Saved entries
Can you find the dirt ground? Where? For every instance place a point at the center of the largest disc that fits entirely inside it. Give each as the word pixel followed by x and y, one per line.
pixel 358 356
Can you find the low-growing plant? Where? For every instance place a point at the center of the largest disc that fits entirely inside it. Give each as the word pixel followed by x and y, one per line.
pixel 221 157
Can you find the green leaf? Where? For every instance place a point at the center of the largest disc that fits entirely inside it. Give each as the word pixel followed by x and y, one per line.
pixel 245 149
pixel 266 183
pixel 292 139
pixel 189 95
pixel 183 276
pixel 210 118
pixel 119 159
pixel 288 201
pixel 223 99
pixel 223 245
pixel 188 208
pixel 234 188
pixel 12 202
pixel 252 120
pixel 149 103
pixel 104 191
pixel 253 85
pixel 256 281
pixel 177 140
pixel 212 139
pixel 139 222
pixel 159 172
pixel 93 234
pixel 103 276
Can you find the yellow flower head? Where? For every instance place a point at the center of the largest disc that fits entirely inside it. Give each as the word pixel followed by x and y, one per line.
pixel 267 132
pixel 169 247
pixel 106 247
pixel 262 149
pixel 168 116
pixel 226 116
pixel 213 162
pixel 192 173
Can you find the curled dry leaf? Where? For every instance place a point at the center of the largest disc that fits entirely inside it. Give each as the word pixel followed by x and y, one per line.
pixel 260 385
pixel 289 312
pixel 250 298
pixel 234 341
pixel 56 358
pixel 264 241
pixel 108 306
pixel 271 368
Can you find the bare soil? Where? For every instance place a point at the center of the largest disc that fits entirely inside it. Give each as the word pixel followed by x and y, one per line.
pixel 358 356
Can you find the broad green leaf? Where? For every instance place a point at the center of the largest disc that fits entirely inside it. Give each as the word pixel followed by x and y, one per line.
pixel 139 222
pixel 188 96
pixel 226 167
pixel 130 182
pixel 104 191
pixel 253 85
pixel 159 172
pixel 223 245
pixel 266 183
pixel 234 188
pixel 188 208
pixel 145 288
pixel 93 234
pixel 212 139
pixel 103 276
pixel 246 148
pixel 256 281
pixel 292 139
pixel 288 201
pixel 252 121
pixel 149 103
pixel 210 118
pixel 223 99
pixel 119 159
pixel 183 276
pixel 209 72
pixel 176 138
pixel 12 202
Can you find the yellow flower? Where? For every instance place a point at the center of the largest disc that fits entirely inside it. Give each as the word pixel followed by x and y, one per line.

> [TASK OBJECTIVE]:
Once you have read the entries, reproduce each one exactly.

> [ANSWER TO THIS TASK]:
Can you find the dirt ground? Where? For every instance place a point at the center of the largest disc that fits entirely inside it. Give each as the word pixel followed by x and y, one per line.
pixel 358 356
Can you find the low-growing plant? Where? For every instance place a point at the center of the largest disc that fits entirely inside it. Give each as the word pixel followed by x and y, one per line.
pixel 221 157
Can you find the green leaf? Where? For every instance place a point at the center of the largest disc that fits entirely inside it. Give each as the word pixel followed by x and y, one per line.
pixel 245 149
pixel 266 183
pixel 292 139
pixel 189 95
pixel 183 276
pixel 210 118
pixel 119 159
pixel 288 201
pixel 223 99
pixel 223 245
pixel 188 208
pixel 234 188
pixel 12 202
pixel 252 120
pixel 149 103
pixel 104 191
pixel 253 85
pixel 256 281
pixel 177 140
pixel 212 139
pixel 139 222
pixel 159 172
pixel 93 234
pixel 103 276
Can you find the yellow flower head? Where? For every instance place a point at the center of the largest disc that fits entirely inside it. Give each as the word pixel followed by x and y, one per line.
pixel 267 132
pixel 169 247
pixel 106 247
pixel 262 149
pixel 168 116
pixel 226 116
pixel 213 162
pixel 192 173
Can you find the curled dry leaf? Where? For every instance place a point at the center of the largest disc that fits entirely inside it. Give each as the word pixel followed by x and y, one per line.
pixel 260 385
pixel 289 312
pixel 250 298
pixel 234 341
pixel 56 358
pixel 264 241
pixel 108 306
pixel 271 368
Can you find the bare soil? Where? For every instance place a point at the center of the largest disc that fits entirely inside it. Give each as the word pixel followed by x and y, one per line.
pixel 358 356
Can you find the broad green leaf? Where? For every instance place a point at the center of the largest disc that fits entirely inside it. Give each as the word pixel followed by x and y, one per line.
pixel 139 222
pixel 188 96
pixel 226 167
pixel 130 182
pixel 104 191
pixel 253 85
pixel 159 172
pixel 223 245
pixel 266 183
pixel 234 188
pixel 188 208
pixel 145 288
pixel 93 234
pixel 212 139
pixel 103 276
pixel 246 148
pixel 256 281
pixel 292 139
pixel 288 201
pixel 252 121
pixel 149 103
pixel 210 118
pixel 223 99
pixel 119 159
pixel 183 276
pixel 209 72
pixel 176 138
pixel 12 202
Can you find the yellow flower? Where? For every instance place a point at the center of the largest disc that fits entirely inside it. Give each as the word pixel followed by x and y, one per line.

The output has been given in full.